--- Problem to work on ---
Starting at the line with "TARGET = white ceiling" and running through the end of the entries, switch "undermount sink" to "vessel sink" and rewrite those lines with everything else left unchanged.

>> Begin Provided records

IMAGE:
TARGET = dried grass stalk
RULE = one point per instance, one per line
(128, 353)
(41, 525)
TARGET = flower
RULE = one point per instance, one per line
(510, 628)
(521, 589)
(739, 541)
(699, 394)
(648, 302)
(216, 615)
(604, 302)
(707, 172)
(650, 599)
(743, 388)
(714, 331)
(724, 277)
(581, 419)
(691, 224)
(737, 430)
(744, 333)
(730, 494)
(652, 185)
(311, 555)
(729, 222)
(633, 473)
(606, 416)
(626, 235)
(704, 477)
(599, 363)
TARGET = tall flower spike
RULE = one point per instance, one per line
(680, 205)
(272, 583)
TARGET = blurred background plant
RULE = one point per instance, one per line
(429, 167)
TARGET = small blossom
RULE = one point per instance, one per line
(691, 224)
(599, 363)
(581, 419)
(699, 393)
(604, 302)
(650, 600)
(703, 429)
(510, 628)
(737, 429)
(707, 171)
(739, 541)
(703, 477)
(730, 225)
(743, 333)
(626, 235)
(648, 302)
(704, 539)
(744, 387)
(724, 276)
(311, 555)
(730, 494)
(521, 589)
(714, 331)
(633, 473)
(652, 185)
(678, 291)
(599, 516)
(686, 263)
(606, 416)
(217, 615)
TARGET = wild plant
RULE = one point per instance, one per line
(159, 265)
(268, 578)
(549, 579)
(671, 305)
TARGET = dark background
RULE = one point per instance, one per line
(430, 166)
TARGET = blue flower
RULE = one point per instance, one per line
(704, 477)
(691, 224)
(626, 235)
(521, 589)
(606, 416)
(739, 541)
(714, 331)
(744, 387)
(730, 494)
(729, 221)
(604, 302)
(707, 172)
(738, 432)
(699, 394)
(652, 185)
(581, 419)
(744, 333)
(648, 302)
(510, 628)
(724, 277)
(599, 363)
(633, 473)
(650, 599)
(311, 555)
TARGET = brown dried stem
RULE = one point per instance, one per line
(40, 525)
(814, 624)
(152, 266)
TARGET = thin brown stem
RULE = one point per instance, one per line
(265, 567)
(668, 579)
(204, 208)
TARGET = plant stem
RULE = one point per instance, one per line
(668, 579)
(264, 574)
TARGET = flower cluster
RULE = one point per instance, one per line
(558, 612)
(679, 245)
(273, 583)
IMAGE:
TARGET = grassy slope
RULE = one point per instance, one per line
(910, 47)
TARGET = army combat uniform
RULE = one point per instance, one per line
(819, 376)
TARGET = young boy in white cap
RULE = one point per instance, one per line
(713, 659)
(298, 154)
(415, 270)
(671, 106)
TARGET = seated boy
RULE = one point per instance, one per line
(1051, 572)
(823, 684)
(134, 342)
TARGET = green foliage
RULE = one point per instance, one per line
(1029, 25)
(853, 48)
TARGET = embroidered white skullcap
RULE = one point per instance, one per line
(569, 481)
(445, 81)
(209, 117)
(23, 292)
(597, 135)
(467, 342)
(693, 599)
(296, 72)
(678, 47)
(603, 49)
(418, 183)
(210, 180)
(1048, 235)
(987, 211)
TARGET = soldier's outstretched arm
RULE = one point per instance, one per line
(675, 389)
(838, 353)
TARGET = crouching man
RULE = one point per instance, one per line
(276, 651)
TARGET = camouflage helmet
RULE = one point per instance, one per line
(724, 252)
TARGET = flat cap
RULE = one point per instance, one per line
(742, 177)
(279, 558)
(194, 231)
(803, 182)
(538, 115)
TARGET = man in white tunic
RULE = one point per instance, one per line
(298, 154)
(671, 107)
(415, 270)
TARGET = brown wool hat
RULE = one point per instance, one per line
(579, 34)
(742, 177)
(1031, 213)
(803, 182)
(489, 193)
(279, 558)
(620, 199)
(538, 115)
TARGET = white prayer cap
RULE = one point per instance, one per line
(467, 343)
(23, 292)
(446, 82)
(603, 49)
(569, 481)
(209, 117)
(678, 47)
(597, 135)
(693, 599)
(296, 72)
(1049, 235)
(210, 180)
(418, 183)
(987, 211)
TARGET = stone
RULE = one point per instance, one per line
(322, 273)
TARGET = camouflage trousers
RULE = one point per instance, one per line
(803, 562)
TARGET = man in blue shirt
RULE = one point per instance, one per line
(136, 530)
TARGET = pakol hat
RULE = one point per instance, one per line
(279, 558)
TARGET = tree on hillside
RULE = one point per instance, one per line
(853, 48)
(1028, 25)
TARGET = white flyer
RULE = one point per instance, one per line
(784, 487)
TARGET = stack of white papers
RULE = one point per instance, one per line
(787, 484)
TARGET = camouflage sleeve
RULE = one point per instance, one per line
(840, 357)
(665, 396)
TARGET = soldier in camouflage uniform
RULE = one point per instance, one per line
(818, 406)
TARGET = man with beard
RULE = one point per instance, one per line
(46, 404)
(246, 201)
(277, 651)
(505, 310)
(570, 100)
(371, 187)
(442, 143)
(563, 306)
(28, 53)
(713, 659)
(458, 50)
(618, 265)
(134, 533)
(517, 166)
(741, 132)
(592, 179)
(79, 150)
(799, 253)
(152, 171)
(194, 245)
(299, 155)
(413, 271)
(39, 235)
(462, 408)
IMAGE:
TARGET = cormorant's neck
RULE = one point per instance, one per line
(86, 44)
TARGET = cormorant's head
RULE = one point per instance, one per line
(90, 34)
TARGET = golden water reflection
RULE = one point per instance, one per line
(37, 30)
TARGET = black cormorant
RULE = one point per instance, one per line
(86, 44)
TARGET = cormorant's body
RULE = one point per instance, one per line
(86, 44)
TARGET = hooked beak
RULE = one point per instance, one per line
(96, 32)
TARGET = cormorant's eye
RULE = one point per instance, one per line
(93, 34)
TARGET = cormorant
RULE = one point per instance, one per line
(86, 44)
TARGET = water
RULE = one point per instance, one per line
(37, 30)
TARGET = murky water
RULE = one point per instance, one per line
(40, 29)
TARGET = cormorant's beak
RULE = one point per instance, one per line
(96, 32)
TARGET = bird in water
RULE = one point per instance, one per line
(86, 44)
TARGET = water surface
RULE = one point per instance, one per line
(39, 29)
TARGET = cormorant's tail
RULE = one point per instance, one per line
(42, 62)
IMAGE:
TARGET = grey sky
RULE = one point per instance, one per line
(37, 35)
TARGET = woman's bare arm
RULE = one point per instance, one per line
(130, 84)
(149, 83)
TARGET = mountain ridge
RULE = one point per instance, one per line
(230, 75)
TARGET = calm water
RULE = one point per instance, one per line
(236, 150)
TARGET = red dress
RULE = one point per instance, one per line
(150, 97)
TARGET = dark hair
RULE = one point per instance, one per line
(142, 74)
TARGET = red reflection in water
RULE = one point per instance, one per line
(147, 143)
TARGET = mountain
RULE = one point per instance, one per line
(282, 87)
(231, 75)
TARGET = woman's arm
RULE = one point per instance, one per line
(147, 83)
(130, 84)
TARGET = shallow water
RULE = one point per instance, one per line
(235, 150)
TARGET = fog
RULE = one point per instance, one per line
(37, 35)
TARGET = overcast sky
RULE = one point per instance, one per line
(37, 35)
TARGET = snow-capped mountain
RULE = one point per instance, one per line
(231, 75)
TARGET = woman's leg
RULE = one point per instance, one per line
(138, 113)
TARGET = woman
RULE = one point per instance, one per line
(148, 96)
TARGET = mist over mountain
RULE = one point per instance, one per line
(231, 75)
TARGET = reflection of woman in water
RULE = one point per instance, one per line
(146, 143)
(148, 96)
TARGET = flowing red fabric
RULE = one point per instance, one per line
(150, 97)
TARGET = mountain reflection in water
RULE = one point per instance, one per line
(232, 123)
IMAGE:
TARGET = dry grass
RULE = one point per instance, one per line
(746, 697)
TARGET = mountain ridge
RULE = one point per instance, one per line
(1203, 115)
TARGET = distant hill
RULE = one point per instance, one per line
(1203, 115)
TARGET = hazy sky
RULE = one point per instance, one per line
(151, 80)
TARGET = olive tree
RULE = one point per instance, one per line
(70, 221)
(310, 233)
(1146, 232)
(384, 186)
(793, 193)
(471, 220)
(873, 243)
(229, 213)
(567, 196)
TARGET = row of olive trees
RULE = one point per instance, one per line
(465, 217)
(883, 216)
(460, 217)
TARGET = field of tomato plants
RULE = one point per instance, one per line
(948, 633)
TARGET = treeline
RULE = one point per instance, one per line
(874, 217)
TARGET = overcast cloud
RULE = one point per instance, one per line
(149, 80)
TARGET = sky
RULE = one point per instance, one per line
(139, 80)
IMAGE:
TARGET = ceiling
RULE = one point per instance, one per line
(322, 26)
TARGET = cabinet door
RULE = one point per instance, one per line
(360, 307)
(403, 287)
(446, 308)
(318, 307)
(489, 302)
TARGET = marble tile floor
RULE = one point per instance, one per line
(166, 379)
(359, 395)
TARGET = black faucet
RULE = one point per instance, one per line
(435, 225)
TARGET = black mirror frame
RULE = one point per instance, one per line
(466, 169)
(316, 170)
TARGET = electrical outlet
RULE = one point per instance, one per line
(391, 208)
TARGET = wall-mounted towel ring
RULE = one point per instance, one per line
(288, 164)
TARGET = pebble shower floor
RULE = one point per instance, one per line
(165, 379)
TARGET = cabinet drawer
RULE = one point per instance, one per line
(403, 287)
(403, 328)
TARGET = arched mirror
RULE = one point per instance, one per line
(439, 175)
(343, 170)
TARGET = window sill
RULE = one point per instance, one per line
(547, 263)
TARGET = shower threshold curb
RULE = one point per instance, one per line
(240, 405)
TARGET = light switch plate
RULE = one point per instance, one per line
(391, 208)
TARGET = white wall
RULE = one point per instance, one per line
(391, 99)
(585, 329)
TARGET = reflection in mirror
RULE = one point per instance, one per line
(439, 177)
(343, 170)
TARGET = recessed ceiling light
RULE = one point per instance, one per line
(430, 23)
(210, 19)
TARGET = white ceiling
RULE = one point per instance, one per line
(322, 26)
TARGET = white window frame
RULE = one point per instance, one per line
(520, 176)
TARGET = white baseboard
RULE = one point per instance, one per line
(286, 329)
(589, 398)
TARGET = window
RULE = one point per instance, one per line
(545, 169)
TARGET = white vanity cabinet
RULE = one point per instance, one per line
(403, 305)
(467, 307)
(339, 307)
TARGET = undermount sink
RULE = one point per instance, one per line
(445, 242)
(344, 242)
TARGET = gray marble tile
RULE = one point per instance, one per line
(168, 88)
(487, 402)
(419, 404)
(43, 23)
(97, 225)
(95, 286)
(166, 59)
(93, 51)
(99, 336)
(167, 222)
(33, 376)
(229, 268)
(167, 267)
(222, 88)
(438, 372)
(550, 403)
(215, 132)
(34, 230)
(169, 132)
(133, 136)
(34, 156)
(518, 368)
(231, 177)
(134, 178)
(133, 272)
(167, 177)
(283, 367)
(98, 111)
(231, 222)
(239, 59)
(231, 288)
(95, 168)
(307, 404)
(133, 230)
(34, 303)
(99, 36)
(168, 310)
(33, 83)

>> End Provided records

--- The reply ---
TARGET = white ceiling
RULE = one point per instance, one per line
(322, 26)
TARGET = white window frame
RULE = one point per instance, one per line
(520, 176)
TARGET = white baseboard
RULE = one point per instance, one per line
(286, 329)
(589, 398)
TARGET = window
RULE = one point per instance, one per line
(545, 169)
TARGET = white vanity cabinet
RULE = one point per instance, one per line
(403, 305)
(467, 307)
(339, 307)
TARGET = vessel sink
RULE = one point per instance, one per line
(445, 242)
(344, 242)
TARGET = gray marble tile
RULE = one point per instance, one per line
(168, 88)
(487, 402)
(419, 404)
(43, 23)
(97, 225)
(95, 286)
(166, 59)
(93, 51)
(99, 336)
(167, 222)
(33, 376)
(229, 268)
(167, 267)
(222, 88)
(438, 372)
(550, 403)
(215, 132)
(34, 230)
(169, 132)
(133, 136)
(34, 156)
(518, 368)
(231, 177)
(134, 178)
(133, 272)
(167, 177)
(283, 367)
(98, 111)
(231, 222)
(239, 59)
(231, 288)
(95, 168)
(307, 404)
(133, 230)
(34, 303)
(99, 36)
(168, 310)
(33, 83)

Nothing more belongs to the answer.